• [TUGAS LATIHAN]:
#1 Terjemahkan kalimat berikut dari teks tentang persepsi kecantikan ke dalam bahasa Inggris: "Ternyata untuk kecantikan, wanita tidak hanya royal dalam membelanjakan uang."
#2 Menurut teks tentang persepsi kecantikan, apa alasan para pebisnis berlomba-lomba memproduksi segala tetek bengek untuk kecantikan wanita?

• [TEKS YANG DIBERIKAN]:
>>>>

Budak-Budak Persepsi Kecantikan


posted by Shabra Shatila on ,

2 comments

Cantik. Siapa sih wanita yang tidak tergila-gila dengan satu kata itu? Tentu saja ‘normalnya’ sih tidak ada, karena secara fitrah dan insting alaminya, wanita telah diciptakan sebagai makhluk yang senang berhias dan cinta keindahan. Makanya tak heran jika para pebisnis kemudian berlomba-lomba untuk memproduksi segala tetek bengek untuk kecantikan wanita karena pangsa pasarnya sungguh luar biasa dan keuntungan yang dihasilkanpun sangat menggiurkan. Bagaimana tidak?! Karena walaupun wanita pada umumnya cukup ‘pelit’ dalam membelanjakan uangnya, namun mereka jadi bisa begitu royalnya untuk kebutuhan mempercantik dirinya.

Ternyata untuk kecantikan, wanita tidak hanya royal dalam membelanjakan uang. Namun lebih dari itu, ada beberapa wanita dari suku-suku tertentu rela ‘menyiksa’ dirinya demi bisa mendapatkan gelar prestise ‘wanita tercantik’ di suku tersebut yang layak dipersunting oleh para ningrat dan konglomerat. Entahlah, tersiksakah mereka dengan segala tuntutan untuk menjadi cantik itu atau mereka menikmatinya. Tapi bagi saya sendiri, sangat menyedihkan melihat mereka menjalani ritual yang saya yakin sangat menyakitkan secara fisik. Seolah-olah wanita itu makhluk yang dilahirkan hanya untuk merasakan kutukan adat berupa penyiksaan jangka panjang yang mengatasnamakan kecantikan.

<<<<

• [BAHAN HASIL EKSTRAKSI]:
>>>>

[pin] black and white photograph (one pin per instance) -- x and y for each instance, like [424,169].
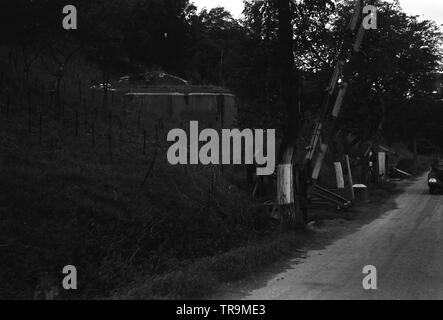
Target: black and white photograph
[221,155]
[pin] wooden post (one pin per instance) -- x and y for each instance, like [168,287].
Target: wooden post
[40,129]
[339,175]
[285,195]
[381,166]
[339,101]
[8,103]
[319,163]
[351,181]
[138,119]
[76,123]
[110,146]
[144,141]
[93,133]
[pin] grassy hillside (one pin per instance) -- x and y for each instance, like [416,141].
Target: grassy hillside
[82,184]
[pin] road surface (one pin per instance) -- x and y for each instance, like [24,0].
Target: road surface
[405,245]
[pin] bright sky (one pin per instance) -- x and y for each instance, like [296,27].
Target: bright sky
[429,9]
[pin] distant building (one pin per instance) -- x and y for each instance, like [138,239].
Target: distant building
[167,97]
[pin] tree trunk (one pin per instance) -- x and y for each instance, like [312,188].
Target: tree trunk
[291,213]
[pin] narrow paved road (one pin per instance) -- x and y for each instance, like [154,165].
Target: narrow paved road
[404,244]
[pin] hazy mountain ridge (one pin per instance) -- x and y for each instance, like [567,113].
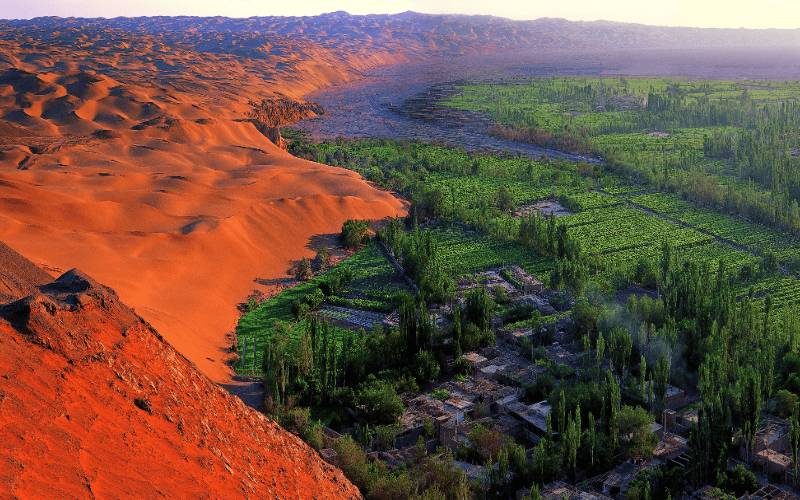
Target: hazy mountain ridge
[411,33]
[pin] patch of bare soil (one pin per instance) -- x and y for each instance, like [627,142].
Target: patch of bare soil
[545,207]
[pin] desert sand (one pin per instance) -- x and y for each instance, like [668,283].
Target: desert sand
[136,164]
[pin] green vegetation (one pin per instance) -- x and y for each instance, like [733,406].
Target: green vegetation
[671,211]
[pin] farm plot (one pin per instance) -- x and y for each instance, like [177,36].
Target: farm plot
[375,282]
[626,228]
[356,317]
[373,286]
[464,252]
[731,228]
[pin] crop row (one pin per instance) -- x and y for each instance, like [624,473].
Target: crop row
[729,227]
[465,252]
[627,228]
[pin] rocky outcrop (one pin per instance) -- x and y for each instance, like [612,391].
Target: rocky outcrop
[95,404]
[18,276]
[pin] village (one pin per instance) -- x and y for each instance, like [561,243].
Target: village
[497,394]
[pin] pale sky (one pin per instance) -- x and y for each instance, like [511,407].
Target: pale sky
[694,13]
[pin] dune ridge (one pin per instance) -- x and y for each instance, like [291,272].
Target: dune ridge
[138,162]
[94,403]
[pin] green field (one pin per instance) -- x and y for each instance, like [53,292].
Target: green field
[373,287]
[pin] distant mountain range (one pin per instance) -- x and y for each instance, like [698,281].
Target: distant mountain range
[410,33]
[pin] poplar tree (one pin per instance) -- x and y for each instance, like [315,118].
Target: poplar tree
[611,410]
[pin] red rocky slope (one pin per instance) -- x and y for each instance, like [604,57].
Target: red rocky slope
[95,404]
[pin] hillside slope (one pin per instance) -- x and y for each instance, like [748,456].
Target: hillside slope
[95,404]
[136,161]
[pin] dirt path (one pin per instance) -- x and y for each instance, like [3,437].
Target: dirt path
[717,238]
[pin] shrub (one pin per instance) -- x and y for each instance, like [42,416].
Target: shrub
[461,367]
[500,294]
[441,394]
[303,270]
[323,258]
[785,403]
[313,436]
[741,481]
[353,233]
[426,367]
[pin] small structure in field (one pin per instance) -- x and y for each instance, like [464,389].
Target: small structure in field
[533,418]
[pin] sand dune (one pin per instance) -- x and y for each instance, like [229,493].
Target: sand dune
[160,188]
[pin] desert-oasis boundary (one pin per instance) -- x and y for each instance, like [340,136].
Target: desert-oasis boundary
[465,257]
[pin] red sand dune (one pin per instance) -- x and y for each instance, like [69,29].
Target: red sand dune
[95,404]
[152,180]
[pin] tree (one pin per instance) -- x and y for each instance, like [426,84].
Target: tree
[275,362]
[408,324]
[751,401]
[480,308]
[741,481]
[611,410]
[794,438]
[457,332]
[572,441]
[323,257]
[661,382]
[592,434]
[353,233]
[620,345]
[601,344]
[303,270]
[642,374]
[634,428]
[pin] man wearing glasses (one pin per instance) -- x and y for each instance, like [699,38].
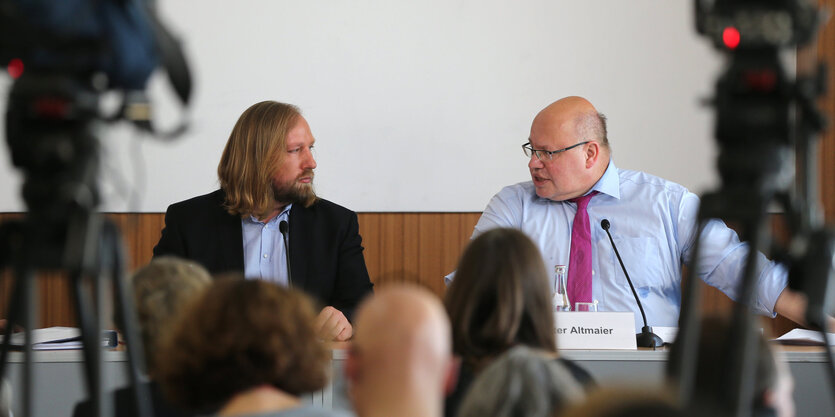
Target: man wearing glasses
[575,185]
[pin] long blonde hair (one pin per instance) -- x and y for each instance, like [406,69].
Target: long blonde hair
[249,159]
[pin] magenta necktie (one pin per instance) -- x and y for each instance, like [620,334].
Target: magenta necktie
[579,261]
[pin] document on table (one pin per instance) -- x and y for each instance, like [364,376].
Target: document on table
[60,338]
[805,337]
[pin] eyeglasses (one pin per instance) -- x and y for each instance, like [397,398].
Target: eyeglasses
[544,155]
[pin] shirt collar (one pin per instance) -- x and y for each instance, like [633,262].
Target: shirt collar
[281,216]
[609,183]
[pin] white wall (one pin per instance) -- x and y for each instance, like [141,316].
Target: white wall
[421,105]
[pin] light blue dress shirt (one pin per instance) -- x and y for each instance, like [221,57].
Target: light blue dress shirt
[264,252]
[653,224]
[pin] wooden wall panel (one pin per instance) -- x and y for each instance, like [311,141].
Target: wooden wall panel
[399,247]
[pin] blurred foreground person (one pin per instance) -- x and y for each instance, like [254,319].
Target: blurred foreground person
[522,382]
[400,362]
[246,348]
[623,402]
[500,298]
[161,289]
[773,384]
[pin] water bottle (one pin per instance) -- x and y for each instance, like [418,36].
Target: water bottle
[560,299]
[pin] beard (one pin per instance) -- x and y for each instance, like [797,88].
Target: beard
[295,192]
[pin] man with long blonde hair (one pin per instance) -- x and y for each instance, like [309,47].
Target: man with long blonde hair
[266,198]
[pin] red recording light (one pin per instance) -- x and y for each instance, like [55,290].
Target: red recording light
[15,68]
[730,36]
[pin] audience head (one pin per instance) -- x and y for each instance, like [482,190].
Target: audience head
[257,169]
[239,335]
[522,382]
[560,126]
[161,289]
[773,384]
[500,297]
[401,355]
[615,402]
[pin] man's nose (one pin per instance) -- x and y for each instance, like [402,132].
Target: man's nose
[534,162]
[309,161]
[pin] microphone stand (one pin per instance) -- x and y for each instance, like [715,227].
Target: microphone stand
[284,228]
[646,338]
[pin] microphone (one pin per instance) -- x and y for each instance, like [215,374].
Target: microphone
[284,228]
[646,338]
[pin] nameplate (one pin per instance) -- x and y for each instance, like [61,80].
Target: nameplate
[595,330]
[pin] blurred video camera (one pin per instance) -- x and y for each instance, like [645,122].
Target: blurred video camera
[62,56]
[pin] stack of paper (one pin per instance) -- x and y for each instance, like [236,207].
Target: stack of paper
[58,338]
[806,337]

<<<<

• [KUMPULAN JAWABAN]:
#1 It turns out that, when it comes to beauty, women are not only lavish in spending money.

#2 Pangsa pasarnya sungguh luar biasa dan keuntungannya sangat menggiurkan.